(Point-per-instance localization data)
[Start of section]
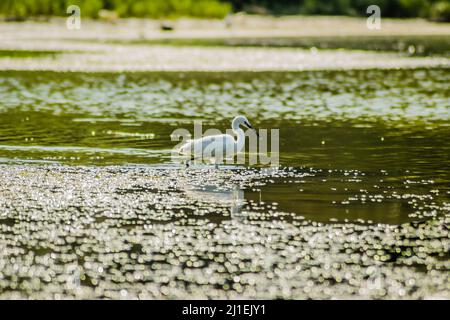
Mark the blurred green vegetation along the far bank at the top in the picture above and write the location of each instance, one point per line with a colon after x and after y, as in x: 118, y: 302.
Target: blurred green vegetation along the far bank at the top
x: 436, y: 10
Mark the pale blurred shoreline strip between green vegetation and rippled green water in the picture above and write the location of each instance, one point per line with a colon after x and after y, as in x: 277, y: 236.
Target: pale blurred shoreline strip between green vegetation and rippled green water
x: 252, y: 44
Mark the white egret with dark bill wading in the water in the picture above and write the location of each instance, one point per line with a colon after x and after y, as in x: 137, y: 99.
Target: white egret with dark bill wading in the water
x: 217, y: 147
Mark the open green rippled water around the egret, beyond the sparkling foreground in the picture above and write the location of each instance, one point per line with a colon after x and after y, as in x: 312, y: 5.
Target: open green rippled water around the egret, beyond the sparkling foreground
x: 361, y: 130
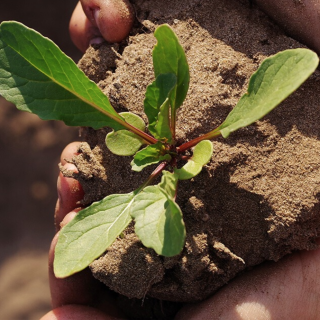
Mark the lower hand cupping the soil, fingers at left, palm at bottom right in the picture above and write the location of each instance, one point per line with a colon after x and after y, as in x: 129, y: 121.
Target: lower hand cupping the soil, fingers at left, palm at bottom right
x: 288, y: 289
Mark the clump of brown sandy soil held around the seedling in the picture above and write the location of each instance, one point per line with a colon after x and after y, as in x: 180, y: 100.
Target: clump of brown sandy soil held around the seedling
x: 257, y: 199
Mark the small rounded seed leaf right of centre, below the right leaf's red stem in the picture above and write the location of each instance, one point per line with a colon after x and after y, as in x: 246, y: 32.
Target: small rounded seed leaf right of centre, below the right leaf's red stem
x: 202, y: 154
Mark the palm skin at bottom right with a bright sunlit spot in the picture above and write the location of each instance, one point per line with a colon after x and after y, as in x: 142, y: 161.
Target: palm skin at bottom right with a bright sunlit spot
x: 288, y: 289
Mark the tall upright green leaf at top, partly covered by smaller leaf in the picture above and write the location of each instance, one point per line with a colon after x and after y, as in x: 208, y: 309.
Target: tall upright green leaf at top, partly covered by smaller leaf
x: 169, y: 57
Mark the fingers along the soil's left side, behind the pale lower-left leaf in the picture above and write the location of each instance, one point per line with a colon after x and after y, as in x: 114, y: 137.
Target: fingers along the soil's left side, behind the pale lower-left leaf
x: 80, y: 296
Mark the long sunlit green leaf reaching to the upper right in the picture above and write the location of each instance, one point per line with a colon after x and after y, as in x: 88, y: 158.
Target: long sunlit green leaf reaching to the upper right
x: 276, y: 78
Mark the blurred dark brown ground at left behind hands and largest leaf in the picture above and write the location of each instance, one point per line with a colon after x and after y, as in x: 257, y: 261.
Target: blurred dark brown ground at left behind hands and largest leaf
x: 29, y: 154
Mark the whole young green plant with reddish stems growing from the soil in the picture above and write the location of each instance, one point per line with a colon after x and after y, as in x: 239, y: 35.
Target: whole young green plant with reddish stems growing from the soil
x: 37, y: 77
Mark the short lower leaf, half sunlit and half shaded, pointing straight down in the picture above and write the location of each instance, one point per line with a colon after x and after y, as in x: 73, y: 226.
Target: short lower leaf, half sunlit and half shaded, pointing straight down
x: 158, y: 219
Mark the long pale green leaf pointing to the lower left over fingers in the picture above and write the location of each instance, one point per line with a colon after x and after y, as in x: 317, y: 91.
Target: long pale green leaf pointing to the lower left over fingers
x: 90, y: 233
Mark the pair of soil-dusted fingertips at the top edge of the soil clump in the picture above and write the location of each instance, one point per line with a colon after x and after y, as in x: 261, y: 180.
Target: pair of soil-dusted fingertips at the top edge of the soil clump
x: 95, y: 20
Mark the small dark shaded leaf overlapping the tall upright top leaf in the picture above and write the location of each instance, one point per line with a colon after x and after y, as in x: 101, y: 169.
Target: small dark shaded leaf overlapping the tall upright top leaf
x: 156, y: 105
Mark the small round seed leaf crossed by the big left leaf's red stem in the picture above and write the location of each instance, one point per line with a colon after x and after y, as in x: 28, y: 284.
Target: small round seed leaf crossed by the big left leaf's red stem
x: 124, y: 142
[End of section]
**Exercise prompt:** Where the data contains images, drop them and print the rest exactly.

**Reply:**
Mark the blurred green vegetation along the far bank at the top in the picture above and write the location of each instance, one point per line with a colon after x and after y, as in x: 118, y: 302.
Target: blurred green vegetation along the far bank at the top
x: 436, y: 10
Mark the pale blurred shoreline strip between green vegetation and rippled green water in the picture above and write the location of each instance, one point per line with a colon after x and after y, as in x: 277, y: 236.
Target: pale blurred shoreline strip between green vegetation and rippled green water
x: 252, y: 44
Mark the white egret with dark bill wading in the water in the picture above and write the location of each instance, one point per line with a colon after x and after y, as in x: 137, y: 99.
Target: white egret with dark bill wading in the water
x: 217, y: 147
Mark the open green rippled water around the egret, beyond the sparkling foreground in the picture above and write the location of each instance, one point per line with a colon after x and after y, as in x: 312, y: 5.
Target: open green rippled water around the egret, beyond the sparkling foreground
x: 361, y: 130
Mark the lower hand cupping the soil, fingers at left, palm at bottom right in the picture above and write the location of each instance, one point per line with a colon after x and after y, as in x: 129, y: 121.
Target: lower hand cupping the soil, fingers at left, palm at bottom right
x: 288, y: 289
Mark the clump of brown sandy soil held around the seedling in the picture above and write the location of each instance, one point per line with a colon after x and after y, as in x: 180, y: 100.
Target: clump of brown sandy soil held around the seedling
x: 257, y: 199
Mark the small rounded seed leaf right of centre, below the right leaf's red stem in the picture above and write the location of each instance, one point per line with a colon after x and after y, as in x: 246, y: 32.
Target: small rounded seed leaf right of centre, below the right leaf's red stem
x: 202, y: 154
Mark the palm skin at bottom right with a bright sunlit spot in the picture above and write the location of each instance, one point per line with a colon after x and after y, as in x: 142, y: 161.
Target: palm skin at bottom right with a bright sunlit spot
x: 288, y: 289
Mark the tall upright green leaf at top, partly covered by smaller leaf in the picture above and write the location of each instance, one point per line with a colon after x and after y, as in x: 208, y: 309.
Target: tall upright green leaf at top, partly covered by smaller leaf
x: 169, y: 57
Mark the fingers along the soil's left side, behind the pale lower-left leaf in the picture above and write the location of each instance, one point per line with a colon after x and after y, as in x: 114, y: 137.
Target: fingers along the soil's left side, behind the pale lower-left leaf
x: 80, y: 296
Mark the long sunlit green leaf reaching to the upper right in the picture above and write the location of each instance, one point per line with a colon after x and after y, as in x: 88, y: 158.
Target: long sunlit green leaf reaching to the upper right
x: 276, y: 78
Mark the blurred dark brown ground at left behind hands and largest leaf in the picture above and write the location of each instance, one point per line with a colon after x and after y, as in x: 257, y: 261.
Target: blurred dark brown ground at left behind hands and largest leaf
x: 29, y: 154
Mark the whole young green plant with reddish stems growing from the soil in the picture above and write the location of each instance, one point per line with a colon after x and after y, as in x: 239, y: 35.
Target: whole young green plant with reddish stems growing from the soil
x: 37, y: 77
Mark the short lower leaf, half sunlit and half shaded, pointing straight down in the picture above and write the location of each instance, one point per line with a colon after x and after y, as in x: 73, y: 226.
Target: short lower leaf, half sunlit and half shaded, pointing straight down
x: 158, y: 219
Mark the long pale green leaf pointing to the lower left over fingers in the picture above and write the location of each instance, one point per line with a colon after x and after y, as in x: 317, y: 91.
Target: long pale green leaf pointing to the lower left over fingers
x: 90, y: 233
Mark the pair of soil-dusted fingertips at the top edge of the soil clump in the picture above and write the location of each instance, one point per line with a colon after x and after y, as in x: 261, y: 180.
Target: pair of soil-dusted fingertips at the top edge of the soil clump
x: 95, y: 20
Mark the small dark shaded leaf overlapping the tall upright top leaf in the picture above and write the location of each instance, one point per line with a colon after x and after y, as in x: 101, y: 169.
Target: small dark shaded leaf overlapping the tall upright top leaf
x: 156, y: 105
Mark the small round seed leaf crossed by the big left leaf's red stem in the picture above and write the location of each instance, one point per line with a colon after x and after y, as in x: 28, y: 284.
Target: small round seed leaf crossed by the big left leaf's red stem
x: 124, y: 142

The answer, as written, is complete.